[START PAGE TEXT]
The continuous supplementary variables can be positioned in the factorial spaces using the same formulas applied to the active variables.

Within a normalized PCA, we use the correlation of a supplementary variable \(\mathbf{x^{+}_{j}}\) with the principal components \(\boldsymbol{\psi_{\alpha}}\)

\[ \phi^{+}_{j \alpha} = cor(\mathbf{x^{+}_{j}}, \boldsymbol{\psi_{\alpha}}) \tag{2.16} \]

(the superindex + indicates that this is a supplementary variable)

With a non-normalized PCA, we just need to multiply the correlation by the standard deviation of the supplementary variable:

\[ \phi^{+}_{j \alpha} = s_j \hspace{1mm} cor(\mathbf{x^{+}_{j}}, \boldsymbol{\psi_{\alpha}}) \tag{2.17} \]

The position of the supplementary variables with respect to the factorial axes is interpreted in the same way as with the active variables.

*The position of a supplementary variable in a factorial plane allows us to visualize the relationship of the variable with the set of active variables via the factorial axes.*

Notice that we have not defined a distance between two supplementary variables. The relative positions between two supplementary variables does not imply any correlation between them. However, as long as the supplementary variables are well represented on the first factorial plane, and close to each other, we can expect that the similarity of their correlations with the axes (similarity of their coordinates) is a consequence of a strong correlation between them.
[END PAGE TEXT]
• [PROBLEM A]: From the supplementary-variables passage, print the section that begins at the words "With a non-normalized" and stops after the words "with the active variables.".
• [PROBLEM B]: According to the supplementary-variables passage, what must the correlation be multiplied by in a non-normalized PCA?
• [PROBLEM C]: Extend the supplementary-variables passage with the next part, continuing after its last sentence.
[START PROVIDED MATERIAL]
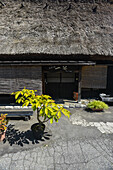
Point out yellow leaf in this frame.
[50,118,53,124]
[58,111,61,118]
[45,108,48,115]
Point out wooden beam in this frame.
[78,67,82,102]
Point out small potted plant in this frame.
[0,114,8,141]
[12,88,70,138]
[87,100,108,111]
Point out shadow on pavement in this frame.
[3,124,52,147]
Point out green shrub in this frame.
[87,100,108,109]
[12,88,70,125]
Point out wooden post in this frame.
[78,66,82,102]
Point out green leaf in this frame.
[50,117,53,124]
[15,91,20,99]
[45,108,48,115]
[57,111,61,118]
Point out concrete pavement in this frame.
[0,107,113,170]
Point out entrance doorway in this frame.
[44,65,79,99]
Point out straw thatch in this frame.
[0,0,113,56]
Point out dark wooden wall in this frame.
[0,66,42,94]
[81,65,107,89]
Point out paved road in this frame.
[0,109,113,170]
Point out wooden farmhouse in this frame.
[0,0,113,101]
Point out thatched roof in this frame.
[0,0,113,56]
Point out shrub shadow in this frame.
[3,124,52,147]
[84,108,104,113]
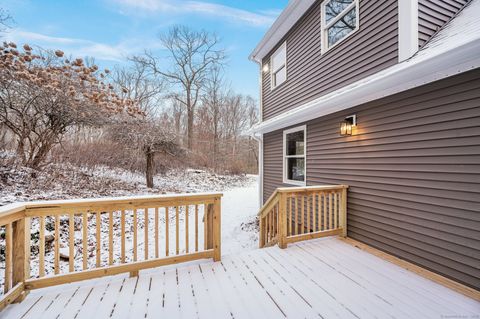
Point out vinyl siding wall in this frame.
[418,0,469,47]
[262,0,398,120]
[264,69,480,289]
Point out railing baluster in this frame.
[165,207,170,256]
[68,213,75,272]
[82,212,88,270]
[53,215,60,275]
[155,207,159,258]
[175,206,180,255]
[3,223,13,294]
[133,208,138,261]
[108,211,113,265]
[95,211,102,268]
[39,216,45,277]
[185,205,189,254]
[143,207,148,260]
[195,205,198,251]
[120,209,126,264]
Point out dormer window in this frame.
[322,0,359,53]
[270,42,287,89]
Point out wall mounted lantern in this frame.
[340,115,357,136]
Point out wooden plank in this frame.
[82,212,88,270]
[68,213,75,272]
[165,207,170,257]
[195,205,198,251]
[3,223,13,294]
[155,207,160,258]
[53,215,60,275]
[108,211,113,265]
[25,249,214,289]
[175,206,180,255]
[133,209,138,261]
[213,198,222,261]
[341,238,480,301]
[39,216,45,277]
[323,193,330,231]
[120,209,126,264]
[95,212,102,268]
[0,282,25,312]
[185,205,190,254]
[143,207,148,260]
[286,229,342,244]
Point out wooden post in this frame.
[204,204,213,249]
[213,198,222,261]
[258,217,265,248]
[278,193,287,249]
[341,187,347,237]
[12,217,30,302]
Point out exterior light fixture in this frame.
[340,115,357,136]
[262,63,270,73]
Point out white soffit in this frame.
[250,0,315,63]
[251,0,480,134]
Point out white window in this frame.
[322,0,359,53]
[283,125,306,186]
[270,42,287,89]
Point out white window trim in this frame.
[270,41,288,91]
[282,125,307,186]
[320,0,360,54]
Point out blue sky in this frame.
[0,0,288,98]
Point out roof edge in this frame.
[250,38,480,134]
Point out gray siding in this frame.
[262,0,398,120]
[264,69,480,289]
[418,0,469,47]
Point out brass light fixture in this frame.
[340,115,357,136]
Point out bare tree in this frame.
[0,43,142,169]
[110,118,181,188]
[202,65,225,169]
[133,26,225,150]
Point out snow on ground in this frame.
[0,161,258,290]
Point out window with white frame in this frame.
[322,0,359,53]
[283,126,306,185]
[270,42,287,89]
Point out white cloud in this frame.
[6,29,158,62]
[110,0,278,27]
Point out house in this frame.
[250,0,480,290]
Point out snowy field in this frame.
[0,164,258,292]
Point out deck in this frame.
[0,238,480,319]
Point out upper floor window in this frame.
[283,125,306,185]
[270,42,287,89]
[322,0,359,53]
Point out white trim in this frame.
[282,125,307,186]
[320,0,360,54]
[250,0,316,63]
[270,41,288,90]
[251,10,480,133]
[398,0,418,62]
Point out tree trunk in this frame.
[145,151,155,188]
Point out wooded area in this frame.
[0,11,258,187]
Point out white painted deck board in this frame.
[0,238,480,319]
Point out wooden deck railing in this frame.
[0,193,222,310]
[258,185,348,248]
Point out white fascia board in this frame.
[250,37,480,134]
[398,0,418,62]
[250,0,315,64]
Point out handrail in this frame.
[258,185,348,248]
[0,193,223,310]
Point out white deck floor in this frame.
[0,238,480,319]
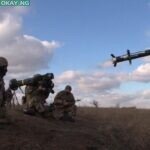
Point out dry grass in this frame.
[0,108,150,150]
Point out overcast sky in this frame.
[0,0,150,108]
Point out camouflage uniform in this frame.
[0,57,12,119]
[54,86,76,119]
[24,85,49,115]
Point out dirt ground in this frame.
[0,108,150,150]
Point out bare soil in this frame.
[0,108,150,150]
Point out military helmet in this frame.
[0,57,8,67]
[65,85,72,91]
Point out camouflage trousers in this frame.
[53,105,77,119]
[24,96,45,113]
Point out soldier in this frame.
[54,85,76,122]
[0,57,12,123]
[22,75,50,116]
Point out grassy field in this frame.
[0,107,150,150]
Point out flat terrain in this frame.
[0,108,150,150]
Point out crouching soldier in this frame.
[53,85,77,122]
[0,57,12,123]
[23,75,54,117]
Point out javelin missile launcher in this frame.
[111,49,150,67]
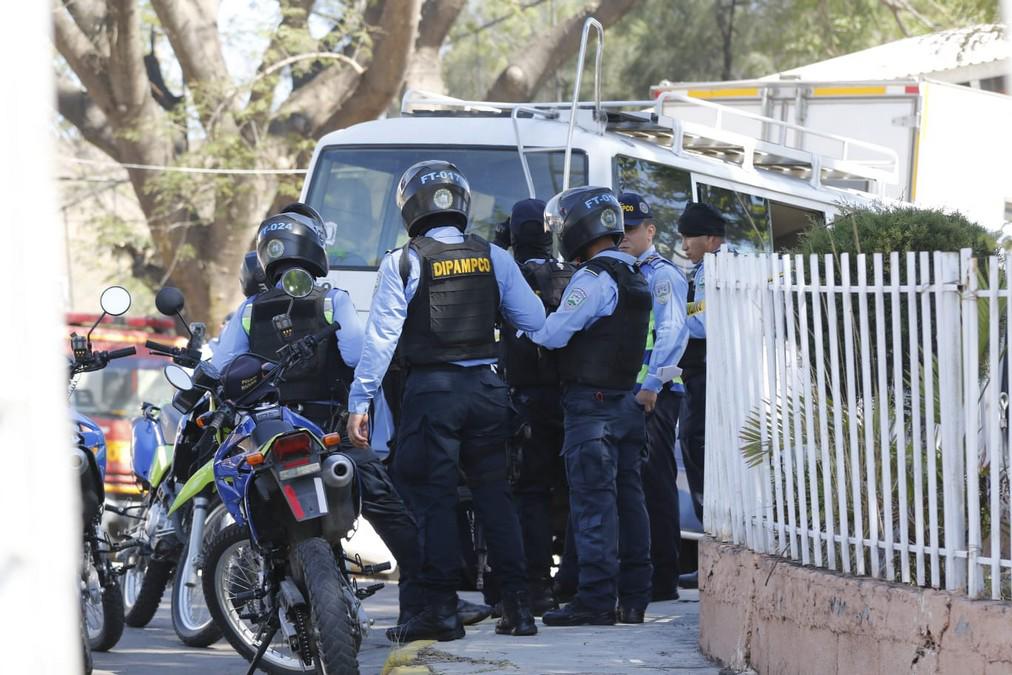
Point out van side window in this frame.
[698,183,773,253]
[611,155,692,260]
[696,182,826,253]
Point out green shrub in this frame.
[793,206,998,259]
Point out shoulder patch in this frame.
[654,279,671,305]
[563,288,587,310]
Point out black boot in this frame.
[496,591,537,636]
[528,582,559,616]
[387,598,463,643]
[456,598,492,625]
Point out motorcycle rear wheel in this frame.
[292,537,358,675]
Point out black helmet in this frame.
[239,251,267,298]
[509,199,552,262]
[544,186,625,261]
[256,202,328,284]
[397,160,471,237]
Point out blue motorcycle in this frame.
[166,269,390,673]
[122,286,231,647]
[70,286,136,662]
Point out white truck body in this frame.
[652,78,1012,229]
[302,92,897,312]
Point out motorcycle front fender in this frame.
[169,459,215,515]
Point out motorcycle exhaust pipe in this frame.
[70,447,88,476]
[321,452,355,488]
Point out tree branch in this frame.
[53,7,115,115]
[485,0,639,101]
[63,0,109,57]
[151,0,235,133]
[108,0,153,120]
[405,0,468,94]
[317,0,421,136]
[57,78,119,161]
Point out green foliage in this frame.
[795,206,998,258]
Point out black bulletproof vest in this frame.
[499,260,576,388]
[559,256,651,390]
[400,235,499,366]
[678,276,706,374]
[250,288,354,405]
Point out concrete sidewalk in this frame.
[95,583,721,675]
[388,590,721,675]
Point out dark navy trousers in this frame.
[678,370,706,522]
[513,387,565,584]
[643,388,682,594]
[563,385,652,610]
[394,365,526,604]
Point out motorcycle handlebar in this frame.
[144,340,178,354]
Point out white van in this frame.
[302,92,897,312]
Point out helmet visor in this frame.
[544,192,566,237]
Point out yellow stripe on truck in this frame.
[685,87,759,98]
[812,86,889,96]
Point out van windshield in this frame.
[307,146,587,269]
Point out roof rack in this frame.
[401,90,900,194]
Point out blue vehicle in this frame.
[122,286,230,647]
[166,269,382,673]
[70,286,136,663]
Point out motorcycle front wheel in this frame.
[172,504,233,647]
[201,524,311,675]
[81,565,124,652]
[122,556,172,628]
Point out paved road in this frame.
[95,586,721,675]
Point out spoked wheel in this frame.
[294,537,358,675]
[172,504,232,647]
[122,556,172,628]
[81,564,123,652]
[201,524,313,673]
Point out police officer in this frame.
[528,187,651,625]
[348,161,544,642]
[618,192,688,600]
[212,203,422,623]
[678,201,727,520]
[499,199,576,616]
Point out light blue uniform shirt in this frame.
[348,226,544,413]
[638,246,689,393]
[685,260,706,340]
[210,283,362,370]
[520,249,636,349]
[210,284,394,453]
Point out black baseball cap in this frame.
[618,192,654,230]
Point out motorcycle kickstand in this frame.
[246,613,280,675]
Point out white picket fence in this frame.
[704,250,1012,598]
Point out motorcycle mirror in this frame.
[155,286,184,317]
[162,363,193,392]
[281,267,314,298]
[99,286,131,317]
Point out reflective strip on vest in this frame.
[243,303,253,335]
[243,296,337,335]
[635,310,685,392]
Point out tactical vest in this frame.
[499,260,576,388]
[400,235,499,366]
[678,275,706,375]
[243,288,355,405]
[636,253,684,392]
[559,256,651,390]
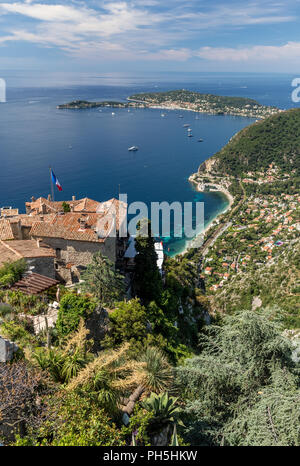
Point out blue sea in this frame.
[0,71,299,255]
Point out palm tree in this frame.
[122,346,173,416]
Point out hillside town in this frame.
[128,89,283,119]
[202,193,300,292]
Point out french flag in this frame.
[51,169,62,191]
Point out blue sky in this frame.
[0,0,300,73]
[END PROVIDED MATERIAL]
• [EXPECTED ANSWER A]:
With a non-normalized PCA, we just need to multiply the correlation by the standard deviation of the supplementary variable:

\[ \phi^{+}_{j \alpha} = s_j \hspace{1mm} cor(\mathbf{x^{+}_{j}}, \boldsymbol{\psi_{\alpha}}) \tag{2.17} \]

The position of the supplementary variables with respect to the factorial axes is interpreted in the same way as with the active variables.

• [EXPECTED ANSWER B]: The standard deviation of the supplementary variable.

• [EXPECTED ANSWER C]:
#### Visualized Regression

The position of a continuous supplementary variable in a factorial plane resembles that of a “visual regression”. From this point of view, the supplementary variable plays the role of response variable. In turn, the projection subspace (first factorial planes) play the role of explanatory variables. This analogy is depicted in figure 2.11

In a regression, we are mostly interested in the value of the coefficients, and we care about whether the explanatory variables allows us to predict the response variable \(\mathbf{y}\).

In a PCA, there is usually a considerable number of variables of type \(\mathbf{y}\). Their projections onto the first factorial plane indicate, in a quick way, which are well (or not) related with the set of active variables. On the other hand, their positions with respect the axes provide what we call interpretation elements of the axes.

#### Quality of Representation for Supplementary Variables

To compute the quality of representation for the supplementary variables we calculate the squared cosines of each supplementary variable with the different factorial axes. Keep in mind that the overall sum of the squared cosines on the \(p\) axes will (in general) be less than one.

\[ COS^2 (j^{+}, \alpha) = cor^2 (\text{variable}^{+}, \text{factor}) \]

To get the location of a supplementary variable in the original space, we need to know its \(n\) elements (its values for the \(n\) individuals). This is analogous to an active variable, except that the set of active variables is found in a subset of dimension \(p\) (the rank of \(\mathbf{X}\), or the rank of \(\mathbf{X^\mathsf{T} X}\)). The coordinates on the \(p\) factorial axes allow to locate any active variable. This property is not present for supplementary variables.

It doesn’t make sense to calculate the contributions of the supplementary variables to the inertia of the axes, because these variables have not intervened in its construction.

In the second analysis of the cities, we have decided to treat the following variables as supplementary variables: the 12 active variables used in the first PCA, the rest of the 16 continuous variables, as well as the variables derived in the 2nd analysis, namely, `salary_inequality`

and `manual_qualified`

. In addition, we have also decided to consider the five axes obtained in the first analysis as supplementary variables; we do this to study the relationship of both PCA analyses.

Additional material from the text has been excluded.